- Aim of the exercise
Identify every line below that contains the string "find", and copy each such line in full. Matching is case-sensitive.

- Data lines
-=-=-=-=-
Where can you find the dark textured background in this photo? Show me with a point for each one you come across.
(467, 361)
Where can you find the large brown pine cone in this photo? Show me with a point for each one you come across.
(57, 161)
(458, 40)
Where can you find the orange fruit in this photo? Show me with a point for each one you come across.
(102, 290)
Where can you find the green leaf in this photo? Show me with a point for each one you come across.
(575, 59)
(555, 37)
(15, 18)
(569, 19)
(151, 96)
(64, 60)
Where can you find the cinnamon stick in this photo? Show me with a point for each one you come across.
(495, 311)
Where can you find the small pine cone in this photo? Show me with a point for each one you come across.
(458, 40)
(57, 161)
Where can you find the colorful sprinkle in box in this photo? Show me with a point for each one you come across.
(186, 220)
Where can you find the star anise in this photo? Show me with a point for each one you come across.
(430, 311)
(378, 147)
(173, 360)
-=-=-=-=-
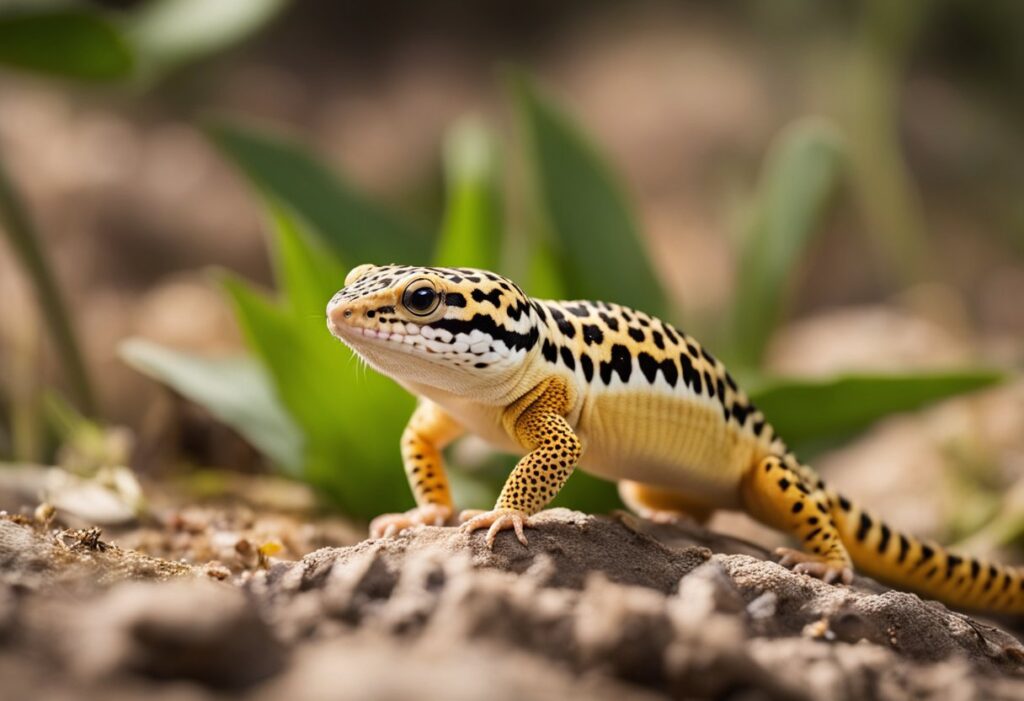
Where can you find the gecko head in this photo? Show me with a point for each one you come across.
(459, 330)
-=-=-=-=-
- Result of this exercise
Where can you find the dark textured background in this photo? Show me with a point for each one you come across.
Where can you find the large brown pine cone in this photo? Show me with a point for each one you come across.
Where can you find the orange fruit in this photo? Show me with a point for each one you come across.
Where can you find the green leaf in this photo? Show me with a point for each one you come across.
Where can you find the cinnamon stick in this photo? Show me with a point for each one you come across.
Where can you find the small pine cone in this photo? Show me with a point for each one you come across.
Where can you find the colorful sprinkle in box in this photo? Show me with a point for each one you come across.
Where can you find the star anise in this photo? Show me with a point for each one you come across.
Where can you find the gecko head in this photo? Show me with a point for each one you come across.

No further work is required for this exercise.